L’arrivée de Ford comme client chez Nemaska Lithium coïncide avec un autre changement à la tête de cette entreprise phare de la filière québécoise des batteries, a appris La Presse. C’est au tour du numéro deux de la compagnie, Robert Beaulieu, de quitter le navire.

Récemment annoncé à l’interne, ce départ du chef de l’exploitation survient environ trois mois après celui du président et chef de la direction Spiro Pippos, dont le poste avait été aboli l’hiver dernier.

Il n’a pas été possible d’obtenir les raisons motivant le départ de M. Beaulieu. Dans une déclaration, Nemaska Lithium – détenue à parts égales par l’État québécois et la société américaine Livent – a confirmé les changements, sans entrer dans les détails.

« Le projet continue sa progression et nous remercions Robert Beaulieu pour sa contribution au projet depuis cinq ans, affirme l’entreprise, dans une déclaration. Il quittera l’entreprise au cours des prochaines semaines. Nemaska Lithium est déjà en recrutement pour un chef de la direction. La transition s’effectue présentement entre M. Beaulieu et l’équipe en place afin d’assurer la continuité du projet et des activités jusqu’à l’arrivée d’un nouveau dirigeant. »

Au moment d’écrire ces lignes, M. Beaulieu n’avait pas répondu aux questions de La Presse qui lui avaient été acheminées par courriel. Avant d’arriver chez Nemaska Lithium, ce dernier avait passé sept ans chez Kniambo Nickel, une coentreprise qui exploite une mine de nickel en Nouvelle-Calédonie. De 2010 à 2012, il a aussi travaillé chez Stornoway, l’exploitant de la première mine québécoise de diamants.

PHOTO TIRÉE DU SITE WEB DE NEMASKA LITHIUM

Le départ du chef de l’exploitation chez Nemaska Lithium, Robert Beaulieu, est imminent.

# Données brutes:

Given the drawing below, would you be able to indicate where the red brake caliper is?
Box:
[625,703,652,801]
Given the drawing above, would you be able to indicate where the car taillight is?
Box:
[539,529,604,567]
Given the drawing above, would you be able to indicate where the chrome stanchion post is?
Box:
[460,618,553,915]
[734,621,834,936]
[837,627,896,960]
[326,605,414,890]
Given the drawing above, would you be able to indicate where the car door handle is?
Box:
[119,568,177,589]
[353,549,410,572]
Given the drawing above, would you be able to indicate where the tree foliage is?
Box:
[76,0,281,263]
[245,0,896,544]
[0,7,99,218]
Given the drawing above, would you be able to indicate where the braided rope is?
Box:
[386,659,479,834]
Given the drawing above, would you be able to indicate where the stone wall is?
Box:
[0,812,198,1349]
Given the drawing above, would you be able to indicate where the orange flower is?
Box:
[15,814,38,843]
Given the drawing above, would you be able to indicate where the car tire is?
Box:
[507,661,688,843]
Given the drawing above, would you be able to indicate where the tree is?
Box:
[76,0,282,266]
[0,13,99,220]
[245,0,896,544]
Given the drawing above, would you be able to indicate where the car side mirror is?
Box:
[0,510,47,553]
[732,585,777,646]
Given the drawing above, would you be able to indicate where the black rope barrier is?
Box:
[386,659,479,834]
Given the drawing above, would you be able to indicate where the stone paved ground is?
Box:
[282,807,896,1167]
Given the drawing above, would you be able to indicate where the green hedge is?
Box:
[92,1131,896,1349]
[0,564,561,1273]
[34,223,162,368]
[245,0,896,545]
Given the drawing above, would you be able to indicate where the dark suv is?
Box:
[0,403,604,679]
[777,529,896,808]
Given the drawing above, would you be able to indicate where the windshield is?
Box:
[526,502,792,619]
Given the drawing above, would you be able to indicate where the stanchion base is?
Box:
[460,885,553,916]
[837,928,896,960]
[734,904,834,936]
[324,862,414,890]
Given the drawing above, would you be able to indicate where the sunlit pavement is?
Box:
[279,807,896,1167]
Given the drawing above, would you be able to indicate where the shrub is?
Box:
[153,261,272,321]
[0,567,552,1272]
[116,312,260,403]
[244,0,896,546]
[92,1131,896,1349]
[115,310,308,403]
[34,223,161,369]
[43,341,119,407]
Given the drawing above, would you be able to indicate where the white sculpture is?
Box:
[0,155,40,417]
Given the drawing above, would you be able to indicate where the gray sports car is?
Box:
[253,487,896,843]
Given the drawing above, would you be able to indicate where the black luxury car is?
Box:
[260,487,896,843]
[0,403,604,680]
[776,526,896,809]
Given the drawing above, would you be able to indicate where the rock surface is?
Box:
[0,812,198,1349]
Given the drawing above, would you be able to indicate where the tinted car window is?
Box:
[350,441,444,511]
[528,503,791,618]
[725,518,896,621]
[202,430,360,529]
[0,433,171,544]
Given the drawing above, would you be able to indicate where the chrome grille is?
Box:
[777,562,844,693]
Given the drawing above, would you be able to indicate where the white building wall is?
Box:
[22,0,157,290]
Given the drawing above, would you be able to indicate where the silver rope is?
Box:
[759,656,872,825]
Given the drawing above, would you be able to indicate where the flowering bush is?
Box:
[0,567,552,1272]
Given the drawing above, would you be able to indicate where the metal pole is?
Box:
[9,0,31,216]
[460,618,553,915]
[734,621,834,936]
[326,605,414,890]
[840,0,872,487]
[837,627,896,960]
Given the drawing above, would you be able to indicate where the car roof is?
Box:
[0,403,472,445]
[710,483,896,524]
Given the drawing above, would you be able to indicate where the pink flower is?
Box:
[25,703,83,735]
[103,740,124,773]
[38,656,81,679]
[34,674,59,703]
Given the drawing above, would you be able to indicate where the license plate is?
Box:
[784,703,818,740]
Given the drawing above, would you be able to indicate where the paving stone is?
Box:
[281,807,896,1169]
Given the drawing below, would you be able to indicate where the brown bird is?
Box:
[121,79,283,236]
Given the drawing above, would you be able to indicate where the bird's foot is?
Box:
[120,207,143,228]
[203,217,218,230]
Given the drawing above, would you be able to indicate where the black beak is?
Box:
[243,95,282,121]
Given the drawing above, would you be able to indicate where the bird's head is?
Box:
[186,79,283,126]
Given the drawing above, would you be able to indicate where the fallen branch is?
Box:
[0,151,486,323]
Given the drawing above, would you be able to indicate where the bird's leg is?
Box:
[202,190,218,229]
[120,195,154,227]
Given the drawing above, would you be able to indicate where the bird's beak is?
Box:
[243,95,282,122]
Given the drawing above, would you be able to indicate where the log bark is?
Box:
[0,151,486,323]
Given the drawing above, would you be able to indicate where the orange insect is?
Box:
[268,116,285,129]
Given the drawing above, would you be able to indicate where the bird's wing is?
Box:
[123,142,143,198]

# Objectif de la tâche:
Poursuivez l’article sur le départ de Robert Beaulieu de Nemaska Lithium à partir de sa dernière phrase.

# La réponse:
Dans le parc industriel et portuaire de Bécancour, Nemaska Lithium compte produire de l’hydroxyde de lithium – qui entre dans la fabrication des batteries lithium-ion pour véhicules électriques – en transformant le lithium extrait de la mine de Whabouchi, à environ 300 kilomètres de la baie James.

Le projet est estimé à environ 1,5 milliard.

En vertu de l’accord annoncé lundi entre Ford et Nemaska Lithium, le géant de l’automobile doit acheter jusqu’à 13 000 tonnes par année d’hydroxyde de lithium. C’est environ le tiers de la production annuelle de l’usine québécoise, dont le démarrage est prévu en 2026.

Signe précurseur

D’après nos informations, cette entente constitue un autre signal de l’arrivée probable de la multinationale à l’ovale bleu à Bécancour, dans le Centre-du-Québec. La Presse a déjà éventé les ambitions de Ford, qui envisage de construire une usine de matériaux de cathode, une composante névralgique de la batterie au lithium-ion.

Ce complexe envisagé se réaliserait en collaboration avec le fabricant sud-coréen de cellules SK On et EcoPro Global, spécialisée dans les composantes de batteries. Si l’usine voit le jour, il s’agirait du troisième projet du genre en territoire québécois. La coentreprise formée par General Motors et POSCO ainsi que le géant allemand BASF ont déjà annoncé des projets similaires.

« Ils [chez Ford] sont vraiment intéressés, affirme une source gouvernementale au fait du dossier, mais qui n’est pas autorisée à s’exprimer publiquement. Il n’y a pas encore d’entente signée, mais ils font beaucoup de démarches pour s’implanter. »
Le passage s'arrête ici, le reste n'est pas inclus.